> **Input for this task**:
_ _ _ _

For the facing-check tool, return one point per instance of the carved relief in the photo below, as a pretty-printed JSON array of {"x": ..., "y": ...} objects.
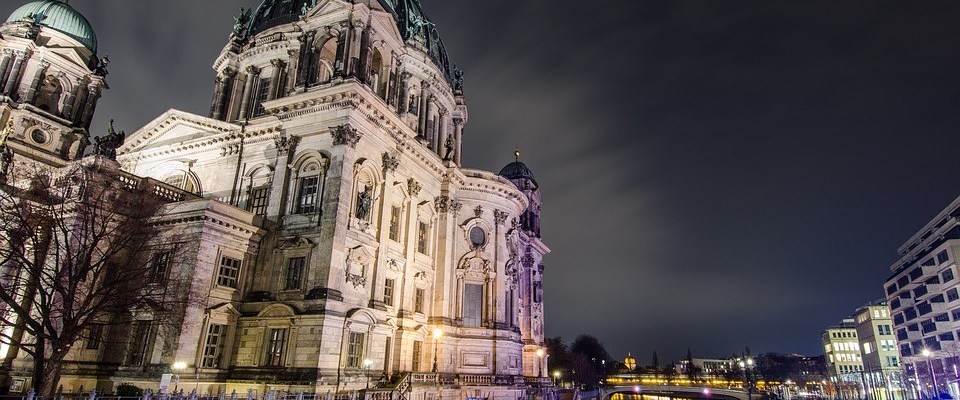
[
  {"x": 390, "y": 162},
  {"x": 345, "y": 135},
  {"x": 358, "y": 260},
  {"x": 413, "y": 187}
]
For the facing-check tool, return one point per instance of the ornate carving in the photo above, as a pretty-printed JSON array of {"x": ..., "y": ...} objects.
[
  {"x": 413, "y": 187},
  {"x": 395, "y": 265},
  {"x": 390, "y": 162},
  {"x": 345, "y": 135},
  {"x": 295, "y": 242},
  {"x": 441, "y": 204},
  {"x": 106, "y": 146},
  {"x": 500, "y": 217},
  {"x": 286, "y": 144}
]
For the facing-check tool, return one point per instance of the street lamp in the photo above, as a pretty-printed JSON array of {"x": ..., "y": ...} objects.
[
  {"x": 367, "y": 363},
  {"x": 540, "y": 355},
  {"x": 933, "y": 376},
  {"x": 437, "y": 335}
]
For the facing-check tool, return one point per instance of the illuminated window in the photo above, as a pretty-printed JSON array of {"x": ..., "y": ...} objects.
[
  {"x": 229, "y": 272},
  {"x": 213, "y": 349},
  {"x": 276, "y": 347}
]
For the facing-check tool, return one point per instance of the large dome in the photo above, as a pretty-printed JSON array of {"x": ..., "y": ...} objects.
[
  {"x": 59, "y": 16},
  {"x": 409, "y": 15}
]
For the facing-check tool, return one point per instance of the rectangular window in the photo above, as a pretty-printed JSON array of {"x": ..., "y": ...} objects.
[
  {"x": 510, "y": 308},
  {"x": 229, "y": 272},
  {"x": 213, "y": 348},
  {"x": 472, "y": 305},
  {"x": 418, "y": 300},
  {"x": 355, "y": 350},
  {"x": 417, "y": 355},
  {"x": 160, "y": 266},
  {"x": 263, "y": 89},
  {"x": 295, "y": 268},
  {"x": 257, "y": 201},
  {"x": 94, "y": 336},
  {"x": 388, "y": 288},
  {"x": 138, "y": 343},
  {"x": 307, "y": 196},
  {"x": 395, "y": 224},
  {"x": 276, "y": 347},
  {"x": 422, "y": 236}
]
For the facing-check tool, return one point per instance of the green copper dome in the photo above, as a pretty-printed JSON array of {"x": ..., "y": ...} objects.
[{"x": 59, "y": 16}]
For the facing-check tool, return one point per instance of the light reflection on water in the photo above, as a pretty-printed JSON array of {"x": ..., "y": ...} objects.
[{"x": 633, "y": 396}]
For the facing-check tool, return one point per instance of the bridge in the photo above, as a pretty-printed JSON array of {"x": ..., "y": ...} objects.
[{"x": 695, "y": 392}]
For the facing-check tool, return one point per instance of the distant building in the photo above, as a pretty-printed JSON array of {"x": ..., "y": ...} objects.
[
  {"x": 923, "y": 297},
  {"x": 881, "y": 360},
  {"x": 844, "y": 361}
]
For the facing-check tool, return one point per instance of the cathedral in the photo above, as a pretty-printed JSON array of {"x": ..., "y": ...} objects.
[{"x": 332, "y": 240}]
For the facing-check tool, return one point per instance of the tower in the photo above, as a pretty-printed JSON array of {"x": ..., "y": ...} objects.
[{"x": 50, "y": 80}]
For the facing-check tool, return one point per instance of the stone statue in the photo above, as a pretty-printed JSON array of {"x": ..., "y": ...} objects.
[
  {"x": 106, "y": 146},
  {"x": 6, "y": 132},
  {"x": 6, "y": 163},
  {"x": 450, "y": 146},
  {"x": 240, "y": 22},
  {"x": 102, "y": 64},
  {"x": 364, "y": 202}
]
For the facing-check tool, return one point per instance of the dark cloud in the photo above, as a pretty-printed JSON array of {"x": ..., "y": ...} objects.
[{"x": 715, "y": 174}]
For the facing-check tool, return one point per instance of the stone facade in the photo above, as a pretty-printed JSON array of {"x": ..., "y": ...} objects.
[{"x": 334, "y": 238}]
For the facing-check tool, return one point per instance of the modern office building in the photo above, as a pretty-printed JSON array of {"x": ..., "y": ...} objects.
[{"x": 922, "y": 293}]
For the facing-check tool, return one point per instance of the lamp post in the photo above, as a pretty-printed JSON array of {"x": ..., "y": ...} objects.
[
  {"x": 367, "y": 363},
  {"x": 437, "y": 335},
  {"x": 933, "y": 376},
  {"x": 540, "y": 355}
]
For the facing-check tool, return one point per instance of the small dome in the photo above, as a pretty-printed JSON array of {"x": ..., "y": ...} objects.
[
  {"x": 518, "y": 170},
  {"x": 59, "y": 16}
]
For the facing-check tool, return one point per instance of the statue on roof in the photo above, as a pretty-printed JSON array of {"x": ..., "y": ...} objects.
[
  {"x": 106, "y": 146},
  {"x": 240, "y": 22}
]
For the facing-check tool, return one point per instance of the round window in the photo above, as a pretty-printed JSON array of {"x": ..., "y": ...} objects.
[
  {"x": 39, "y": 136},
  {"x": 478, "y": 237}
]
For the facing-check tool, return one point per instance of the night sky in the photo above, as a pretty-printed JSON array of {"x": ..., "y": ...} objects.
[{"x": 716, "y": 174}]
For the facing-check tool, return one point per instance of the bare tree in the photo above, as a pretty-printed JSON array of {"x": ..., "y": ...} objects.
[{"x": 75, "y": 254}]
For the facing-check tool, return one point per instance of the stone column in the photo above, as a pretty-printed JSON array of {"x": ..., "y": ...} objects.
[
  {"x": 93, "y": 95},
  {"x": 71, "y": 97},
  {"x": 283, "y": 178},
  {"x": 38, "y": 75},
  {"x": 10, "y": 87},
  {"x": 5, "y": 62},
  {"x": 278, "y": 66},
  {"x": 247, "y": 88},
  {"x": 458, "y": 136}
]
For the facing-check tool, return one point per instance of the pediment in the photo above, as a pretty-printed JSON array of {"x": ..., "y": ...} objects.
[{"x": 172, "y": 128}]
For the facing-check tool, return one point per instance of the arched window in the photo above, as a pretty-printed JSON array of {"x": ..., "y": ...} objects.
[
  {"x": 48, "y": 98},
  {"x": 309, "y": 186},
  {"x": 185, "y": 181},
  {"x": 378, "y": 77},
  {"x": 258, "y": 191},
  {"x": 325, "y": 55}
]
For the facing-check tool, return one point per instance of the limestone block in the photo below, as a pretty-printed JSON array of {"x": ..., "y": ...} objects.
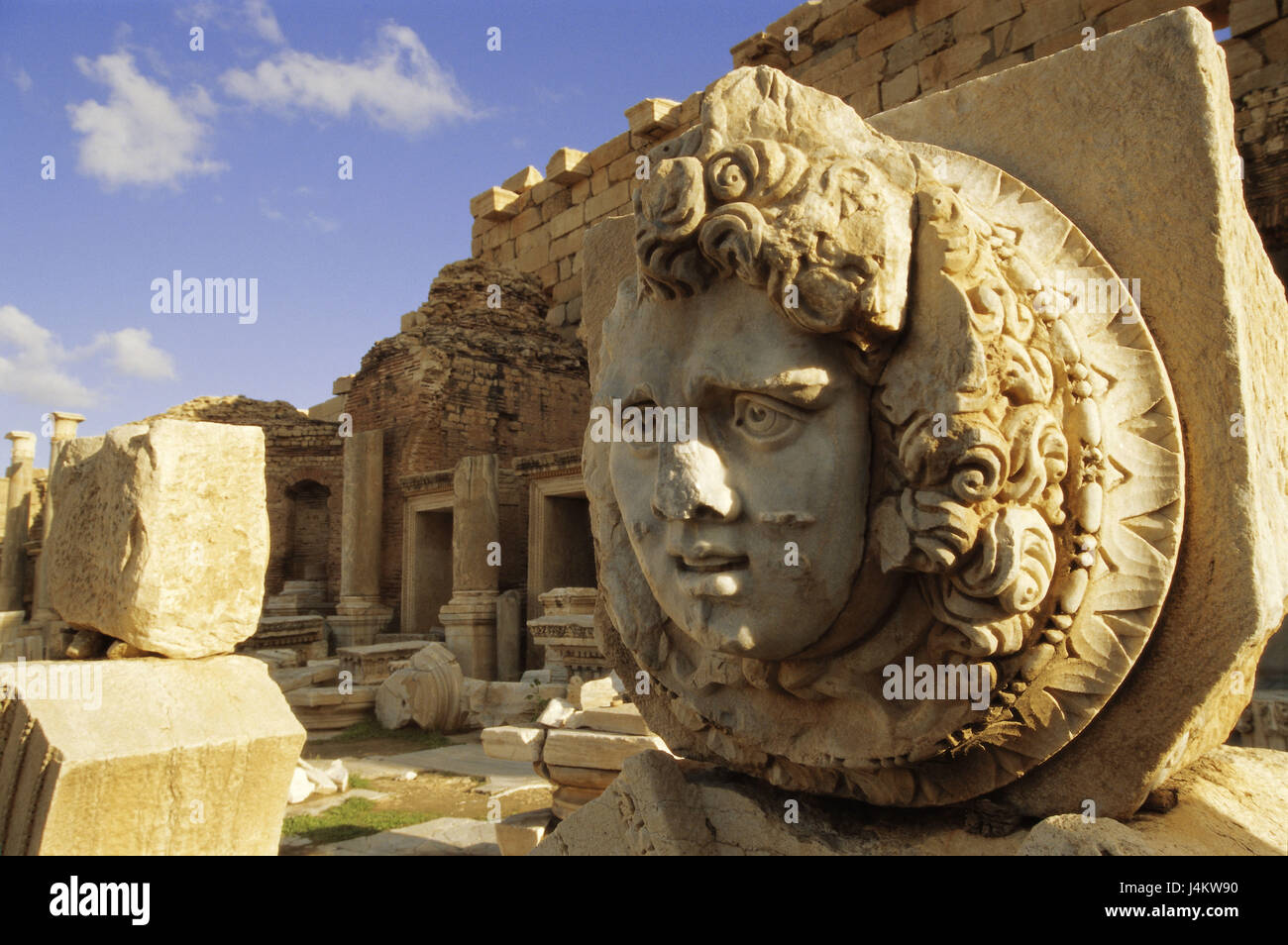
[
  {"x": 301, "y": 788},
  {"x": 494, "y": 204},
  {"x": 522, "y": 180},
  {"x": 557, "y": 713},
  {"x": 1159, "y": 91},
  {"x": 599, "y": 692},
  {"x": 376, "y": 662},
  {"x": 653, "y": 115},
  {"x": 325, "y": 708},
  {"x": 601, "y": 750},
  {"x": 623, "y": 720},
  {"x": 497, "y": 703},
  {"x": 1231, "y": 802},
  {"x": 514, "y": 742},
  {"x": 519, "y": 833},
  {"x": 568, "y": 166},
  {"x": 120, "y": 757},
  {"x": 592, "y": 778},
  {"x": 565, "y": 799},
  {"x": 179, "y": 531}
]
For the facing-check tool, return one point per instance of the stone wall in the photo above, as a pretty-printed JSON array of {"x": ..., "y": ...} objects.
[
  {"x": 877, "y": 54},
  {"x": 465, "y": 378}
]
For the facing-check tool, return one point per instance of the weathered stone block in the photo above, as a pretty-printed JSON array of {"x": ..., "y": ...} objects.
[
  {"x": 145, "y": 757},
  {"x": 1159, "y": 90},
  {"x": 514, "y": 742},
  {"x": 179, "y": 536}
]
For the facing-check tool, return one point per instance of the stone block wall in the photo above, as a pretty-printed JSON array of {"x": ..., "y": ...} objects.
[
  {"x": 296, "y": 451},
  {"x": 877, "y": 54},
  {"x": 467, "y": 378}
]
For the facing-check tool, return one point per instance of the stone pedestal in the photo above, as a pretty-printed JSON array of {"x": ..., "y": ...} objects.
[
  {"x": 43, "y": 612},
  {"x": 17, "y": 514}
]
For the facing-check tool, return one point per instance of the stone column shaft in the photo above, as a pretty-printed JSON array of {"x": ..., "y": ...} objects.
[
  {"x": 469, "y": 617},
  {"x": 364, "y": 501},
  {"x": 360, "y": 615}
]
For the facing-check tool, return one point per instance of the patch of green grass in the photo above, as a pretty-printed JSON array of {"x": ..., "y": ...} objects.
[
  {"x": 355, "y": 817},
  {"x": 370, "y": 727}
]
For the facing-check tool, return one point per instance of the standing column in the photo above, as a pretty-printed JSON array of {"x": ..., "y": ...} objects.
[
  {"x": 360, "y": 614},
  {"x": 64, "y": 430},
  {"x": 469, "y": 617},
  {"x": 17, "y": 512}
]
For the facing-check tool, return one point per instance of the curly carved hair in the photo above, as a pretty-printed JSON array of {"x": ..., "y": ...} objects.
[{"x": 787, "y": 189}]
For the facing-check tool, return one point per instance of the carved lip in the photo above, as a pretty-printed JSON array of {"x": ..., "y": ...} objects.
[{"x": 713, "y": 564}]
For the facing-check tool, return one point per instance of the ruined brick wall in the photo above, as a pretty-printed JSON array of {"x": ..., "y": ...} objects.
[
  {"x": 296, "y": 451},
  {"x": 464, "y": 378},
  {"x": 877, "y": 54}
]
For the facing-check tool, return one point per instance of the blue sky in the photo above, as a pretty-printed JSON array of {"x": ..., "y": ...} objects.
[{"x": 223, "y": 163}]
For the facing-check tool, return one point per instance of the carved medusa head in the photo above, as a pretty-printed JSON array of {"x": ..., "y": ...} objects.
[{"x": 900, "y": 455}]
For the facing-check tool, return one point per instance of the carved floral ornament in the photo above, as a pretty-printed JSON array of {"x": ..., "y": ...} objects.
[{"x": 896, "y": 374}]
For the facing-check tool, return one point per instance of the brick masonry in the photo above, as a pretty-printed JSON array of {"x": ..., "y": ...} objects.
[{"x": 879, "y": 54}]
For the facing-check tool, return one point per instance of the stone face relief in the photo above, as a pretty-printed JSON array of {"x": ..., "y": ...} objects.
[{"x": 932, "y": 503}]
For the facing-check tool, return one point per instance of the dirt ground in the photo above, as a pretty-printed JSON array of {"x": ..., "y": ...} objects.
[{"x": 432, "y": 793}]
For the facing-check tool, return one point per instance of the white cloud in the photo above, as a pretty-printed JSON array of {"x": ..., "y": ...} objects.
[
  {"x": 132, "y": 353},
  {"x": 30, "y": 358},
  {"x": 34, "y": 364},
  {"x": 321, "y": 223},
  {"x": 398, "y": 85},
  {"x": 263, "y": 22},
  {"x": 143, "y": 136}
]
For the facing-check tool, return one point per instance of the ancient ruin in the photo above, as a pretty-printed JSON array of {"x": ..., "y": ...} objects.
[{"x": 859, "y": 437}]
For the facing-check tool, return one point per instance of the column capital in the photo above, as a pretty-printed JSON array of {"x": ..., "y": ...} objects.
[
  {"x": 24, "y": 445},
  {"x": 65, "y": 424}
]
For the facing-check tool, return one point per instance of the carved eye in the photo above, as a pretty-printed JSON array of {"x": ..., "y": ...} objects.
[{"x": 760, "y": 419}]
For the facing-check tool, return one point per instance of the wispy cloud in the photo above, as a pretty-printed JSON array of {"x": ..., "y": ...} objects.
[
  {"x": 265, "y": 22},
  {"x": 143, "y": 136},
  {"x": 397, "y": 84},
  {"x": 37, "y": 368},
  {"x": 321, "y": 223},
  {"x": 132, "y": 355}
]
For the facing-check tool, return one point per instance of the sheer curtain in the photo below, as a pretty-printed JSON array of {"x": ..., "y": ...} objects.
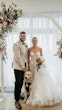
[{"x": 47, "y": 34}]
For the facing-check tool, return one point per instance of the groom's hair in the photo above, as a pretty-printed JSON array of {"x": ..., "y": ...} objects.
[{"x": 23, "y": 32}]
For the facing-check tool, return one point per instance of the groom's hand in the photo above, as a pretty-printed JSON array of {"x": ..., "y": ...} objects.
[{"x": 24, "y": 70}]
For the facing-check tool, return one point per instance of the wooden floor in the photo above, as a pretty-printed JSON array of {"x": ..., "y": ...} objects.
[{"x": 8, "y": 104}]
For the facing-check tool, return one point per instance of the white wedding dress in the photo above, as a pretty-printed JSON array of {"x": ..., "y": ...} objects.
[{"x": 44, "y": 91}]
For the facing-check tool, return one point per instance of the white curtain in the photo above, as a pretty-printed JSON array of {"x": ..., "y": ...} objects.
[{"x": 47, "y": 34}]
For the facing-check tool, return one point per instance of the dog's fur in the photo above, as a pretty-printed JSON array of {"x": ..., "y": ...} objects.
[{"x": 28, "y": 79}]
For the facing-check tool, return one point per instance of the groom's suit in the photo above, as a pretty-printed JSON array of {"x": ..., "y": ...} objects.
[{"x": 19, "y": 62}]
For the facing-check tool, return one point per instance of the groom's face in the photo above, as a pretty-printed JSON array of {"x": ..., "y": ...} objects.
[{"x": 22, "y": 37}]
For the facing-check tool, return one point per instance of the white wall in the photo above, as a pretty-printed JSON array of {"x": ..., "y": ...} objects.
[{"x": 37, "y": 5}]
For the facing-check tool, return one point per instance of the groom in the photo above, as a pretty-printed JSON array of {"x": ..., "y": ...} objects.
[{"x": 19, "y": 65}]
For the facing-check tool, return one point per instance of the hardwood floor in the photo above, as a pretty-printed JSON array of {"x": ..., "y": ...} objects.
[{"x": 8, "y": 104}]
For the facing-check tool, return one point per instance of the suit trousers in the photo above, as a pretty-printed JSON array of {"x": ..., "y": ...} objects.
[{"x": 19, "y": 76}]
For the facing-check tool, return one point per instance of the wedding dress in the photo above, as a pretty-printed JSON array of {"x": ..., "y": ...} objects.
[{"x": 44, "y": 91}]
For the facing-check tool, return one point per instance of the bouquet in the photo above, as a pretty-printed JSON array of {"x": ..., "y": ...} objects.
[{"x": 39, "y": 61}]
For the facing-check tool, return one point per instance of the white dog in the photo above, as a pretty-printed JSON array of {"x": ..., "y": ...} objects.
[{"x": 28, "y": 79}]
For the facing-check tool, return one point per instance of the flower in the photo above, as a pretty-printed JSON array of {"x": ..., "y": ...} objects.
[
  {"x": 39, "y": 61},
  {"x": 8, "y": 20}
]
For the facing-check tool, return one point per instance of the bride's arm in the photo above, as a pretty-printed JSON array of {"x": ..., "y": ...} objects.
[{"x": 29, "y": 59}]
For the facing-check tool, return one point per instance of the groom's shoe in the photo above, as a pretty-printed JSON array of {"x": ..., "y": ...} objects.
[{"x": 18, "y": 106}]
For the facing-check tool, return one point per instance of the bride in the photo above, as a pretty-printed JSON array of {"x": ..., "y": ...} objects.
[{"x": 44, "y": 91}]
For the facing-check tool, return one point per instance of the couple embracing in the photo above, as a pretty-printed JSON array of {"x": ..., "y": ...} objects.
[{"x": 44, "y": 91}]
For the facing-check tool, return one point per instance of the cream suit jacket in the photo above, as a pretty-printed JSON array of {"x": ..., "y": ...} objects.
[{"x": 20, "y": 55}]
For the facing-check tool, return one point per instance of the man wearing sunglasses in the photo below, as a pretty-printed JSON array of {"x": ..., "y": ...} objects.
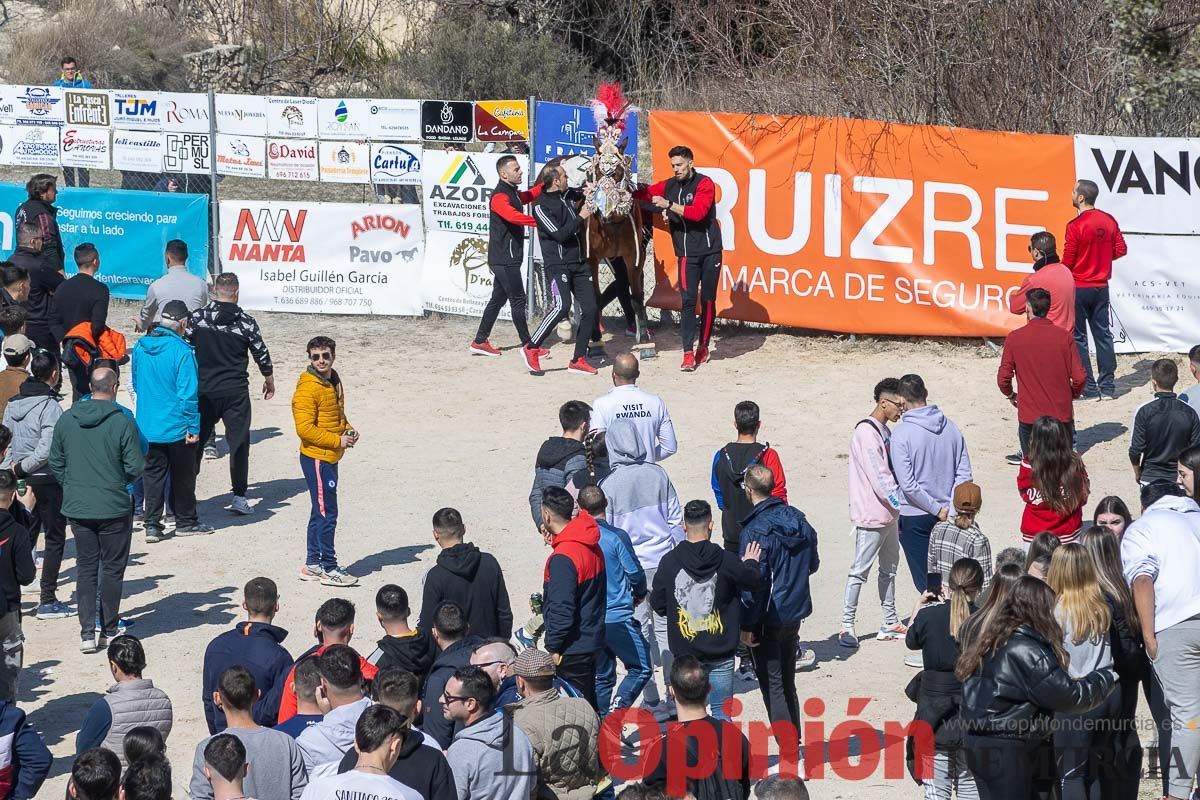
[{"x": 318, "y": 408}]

_ _ _ _

The lines to repeat run from the line containing "of the couple" through the last line of the material above; give them exactly, without the pictures.

For the facing-check tool, return one point per instance of the couple embracing in the photo above, as a pretty-printed JSON array of {"x": ..., "y": ...} objects.
[{"x": 44, "y": 91}]
For the facing-check tool, return one point per instance of the cream suit jacket in the photo above, as a pretty-printed JSON array of {"x": ..., "y": ...} objects.
[{"x": 20, "y": 55}]
For the facing-check tool, return one point per instance of the man wearing sunglasses in the photo below, as a pretty-printed JSON array of {"x": ..., "y": ...} objects.
[{"x": 318, "y": 408}]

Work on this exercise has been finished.